§ INPUT MATERIAL

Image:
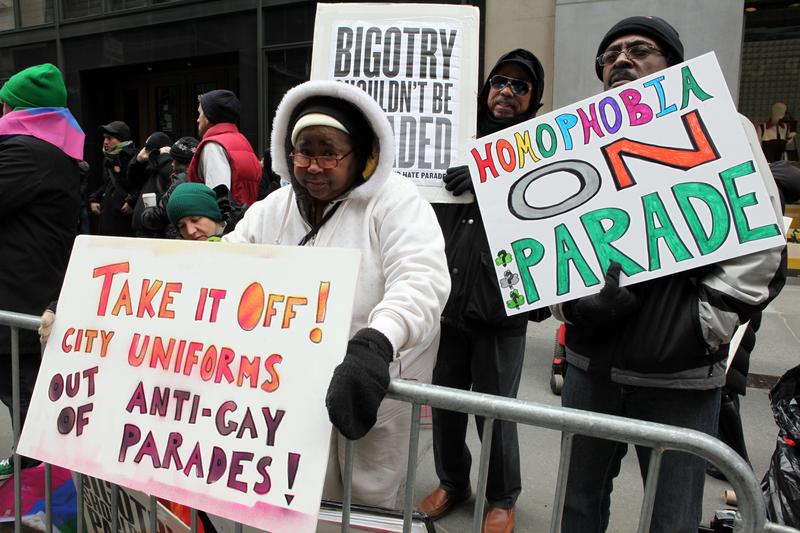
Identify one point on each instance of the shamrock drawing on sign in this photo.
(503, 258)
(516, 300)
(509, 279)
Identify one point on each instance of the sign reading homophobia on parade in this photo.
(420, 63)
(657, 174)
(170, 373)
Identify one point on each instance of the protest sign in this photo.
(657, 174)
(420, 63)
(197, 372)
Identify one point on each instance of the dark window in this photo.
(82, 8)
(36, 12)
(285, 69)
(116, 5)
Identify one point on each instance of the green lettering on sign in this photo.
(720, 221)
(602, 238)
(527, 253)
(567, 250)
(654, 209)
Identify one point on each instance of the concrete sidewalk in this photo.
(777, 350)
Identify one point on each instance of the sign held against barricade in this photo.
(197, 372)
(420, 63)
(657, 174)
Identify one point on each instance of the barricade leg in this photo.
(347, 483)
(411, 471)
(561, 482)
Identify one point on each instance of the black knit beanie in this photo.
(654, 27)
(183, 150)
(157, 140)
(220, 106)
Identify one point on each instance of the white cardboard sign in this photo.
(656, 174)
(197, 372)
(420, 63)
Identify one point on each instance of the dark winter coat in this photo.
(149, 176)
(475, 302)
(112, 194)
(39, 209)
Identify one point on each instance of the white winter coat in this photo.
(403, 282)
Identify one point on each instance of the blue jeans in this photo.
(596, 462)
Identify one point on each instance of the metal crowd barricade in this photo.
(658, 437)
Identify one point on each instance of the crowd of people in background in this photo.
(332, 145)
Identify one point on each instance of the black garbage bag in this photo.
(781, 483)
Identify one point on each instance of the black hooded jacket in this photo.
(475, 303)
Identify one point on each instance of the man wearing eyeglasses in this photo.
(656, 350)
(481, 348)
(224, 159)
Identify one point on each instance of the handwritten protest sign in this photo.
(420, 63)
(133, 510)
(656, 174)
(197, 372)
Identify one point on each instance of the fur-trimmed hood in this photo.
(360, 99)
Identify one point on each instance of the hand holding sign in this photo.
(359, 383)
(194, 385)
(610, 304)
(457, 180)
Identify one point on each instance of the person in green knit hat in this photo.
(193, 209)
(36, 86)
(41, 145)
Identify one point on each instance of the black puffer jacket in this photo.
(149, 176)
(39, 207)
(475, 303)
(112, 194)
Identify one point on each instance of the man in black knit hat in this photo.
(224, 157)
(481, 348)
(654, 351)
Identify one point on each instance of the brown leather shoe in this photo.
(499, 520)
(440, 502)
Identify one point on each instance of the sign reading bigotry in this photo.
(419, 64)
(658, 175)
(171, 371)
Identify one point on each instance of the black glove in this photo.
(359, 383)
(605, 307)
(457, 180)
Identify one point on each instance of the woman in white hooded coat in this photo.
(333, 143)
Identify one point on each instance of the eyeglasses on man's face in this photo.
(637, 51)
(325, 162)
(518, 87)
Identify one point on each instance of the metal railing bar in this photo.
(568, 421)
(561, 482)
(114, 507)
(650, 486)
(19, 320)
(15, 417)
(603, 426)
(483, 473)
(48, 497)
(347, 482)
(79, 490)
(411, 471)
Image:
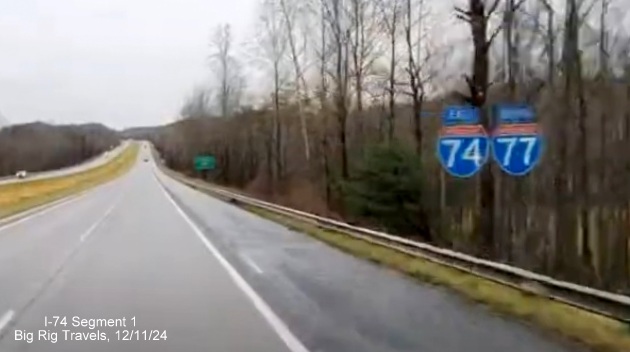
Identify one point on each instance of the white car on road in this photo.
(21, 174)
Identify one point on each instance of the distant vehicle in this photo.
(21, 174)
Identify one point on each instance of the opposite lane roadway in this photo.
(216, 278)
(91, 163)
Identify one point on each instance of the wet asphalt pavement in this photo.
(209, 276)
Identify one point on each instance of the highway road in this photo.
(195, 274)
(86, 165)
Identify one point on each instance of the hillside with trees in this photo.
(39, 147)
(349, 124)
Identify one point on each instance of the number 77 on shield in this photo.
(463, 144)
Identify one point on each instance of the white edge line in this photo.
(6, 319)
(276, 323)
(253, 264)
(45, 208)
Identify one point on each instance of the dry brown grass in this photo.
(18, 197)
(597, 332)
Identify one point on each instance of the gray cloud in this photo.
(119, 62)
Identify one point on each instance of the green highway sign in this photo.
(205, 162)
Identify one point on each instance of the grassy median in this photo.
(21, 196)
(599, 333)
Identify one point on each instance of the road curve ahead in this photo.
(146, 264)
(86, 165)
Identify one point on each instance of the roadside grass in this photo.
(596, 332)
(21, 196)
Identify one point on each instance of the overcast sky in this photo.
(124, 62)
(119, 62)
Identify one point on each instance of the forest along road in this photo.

§ PROBLEM TO WORK ON
Copy all of the items above verbatim, leaving out the pictures.

§ WRITTEN ANSWER
Image:
Identify one point on each instance of the shamrock drawing on sign in this photo.
(503, 258)
(516, 300)
(509, 279)
Identify one point on each instance of the sign reading homophobia on parade in this photo.
(420, 63)
(657, 174)
(170, 373)
Identify one point on each instance of the protest sign in this photo.
(657, 174)
(420, 63)
(197, 372)
Identify one point on each instance of the dark window in this photo.
(82, 8)
(36, 12)
(285, 69)
(116, 5)
Identify one point on each instance of the green lettering on sign in this photo.
(720, 221)
(602, 238)
(527, 253)
(567, 250)
(654, 209)
Identify one point on each instance of the concrete sidewalk in this photo.
(777, 350)
Identify one point on each instance of the sign held against barricade in this photo.
(197, 372)
(420, 63)
(657, 174)
Identify one point on each instance of the barricade leg in this photo.
(347, 483)
(411, 471)
(561, 482)
Identify one point on each instance of the black knit beanie in this photo.
(654, 27)
(183, 150)
(157, 140)
(220, 106)
Identify one point on each instance of the white cardboard sign in this photo.
(656, 174)
(197, 372)
(420, 63)
Identify one point on each instance of the dark winter coat in this photo.
(149, 176)
(475, 302)
(112, 194)
(39, 209)
Identify one point on each instance of the white winter coat in this photo.
(403, 282)
Identify one point on each instance of the blue jeans in this photo.
(596, 462)
Identify one point on each instance of the metal crowd barricade in this photo.
(658, 437)
Identify one point on each instance of the crowd of people in background in this photo.
(332, 145)
Identify one point on each instance of the black garbage bag in this photo.
(781, 483)
Identify one point on each instance of the black hooded jacket in this photo.
(475, 303)
Identify one point on each instance of the man wearing eyeglasses in this photo.
(656, 350)
(481, 348)
(224, 159)
Identify one point on each instance of the handwritten protest sign in this photo.
(420, 63)
(133, 510)
(656, 174)
(197, 372)
Identify one point on each instance of the fur-trimmed hood in this photo.
(360, 99)
Identify one point on each instance of the hand holding sign in this photo.
(359, 383)
(194, 385)
(610, 304)
(457, 180)
Identify one point on each instance of the person in green knit hat in this photo.
(193, 209)
(36, 86)
(41, 145)
Identify one point on each instance of the black puffer jacket in this photo.
(149, 176)
(39, 207)
(475, 303)
(112, 194)
Identify one point on each instance of the man in black knit hat in this photo.
(224, 157)
(481, 348)
(654, 351)
Identify one point on each instance of the brown leather shoe in this photo.
(499, 520)
(440, 502)
Identify one point on each instance of the sign reading bigotry in this photo.
(419, 64)
(658, 175)
(171, 371)
Identify one point on each instance of the black glove in this photo.
(359, 383)
(605, 307)
(457, 180)
Identify one point on each instance of the woman in white hooded coat in this photo.
(333, 143)
Identify one point on each instance of the eyeglasses on man's face in this photo.
(637, 51)
(325, 162)
(518, 87)
Identify one point on each instance of the metal railing bar in this photo.
(568, 421)
(561, 482)
(114, 507)
(650, 486)
(19, 320)
(15, 417)
(603, 426)
(483, 473)
(48, 497)
(347, 482)
(79, 490)
(411, 471)
Image:
Identify one point on each instance of the white car on road in this photo.
(21, 174)
Identify one point on each instance of the distant vehicle in this photo.
(21, 174)
Identify one point on each instance of the opposite lane roadway in this photo.
(216, 278)
(91, 163)
Identify one point on each instance of the wet asphalt pavement in this photo.
(209, 276)
Identify one point on each instance of the highway road in this photo.
(195, 274)
(86, 165)
Identify one point on each instance of the hillside with trees in this photo.
(39, 147)
(349, 124)
Identify one point on each instance of the number 77 on shield in this photo.
(463, 144)
Identify one point on each instance of the white edge line in this photo.
(6, 319)
(276, 323)
(253, 264)
(45, 208)
Identify one point on each instance of the dry brown grass in this photo.
(18, 197)
(597, 332)
Identify one point on each instance of the gray cloud in this photo.
(119, 62)
Identify one point on each instance of the green highway sign in this photo.
(205, 162)
Identify one point on each instance of the grassy median in this photo.
(21, 196)
(599, 333)
Identify one point on each instance of the road curve ahead in this photo.
(146, 264)
(86, 165)
Identify one point on each instance of the roadside grass in this photo.
(596, 332)
(21, 196)
Identify one point on each instance of the overcast sky in this photo.
(124, 62)
(119, 62)
Identify one point on each instance of the forest along road in this photo.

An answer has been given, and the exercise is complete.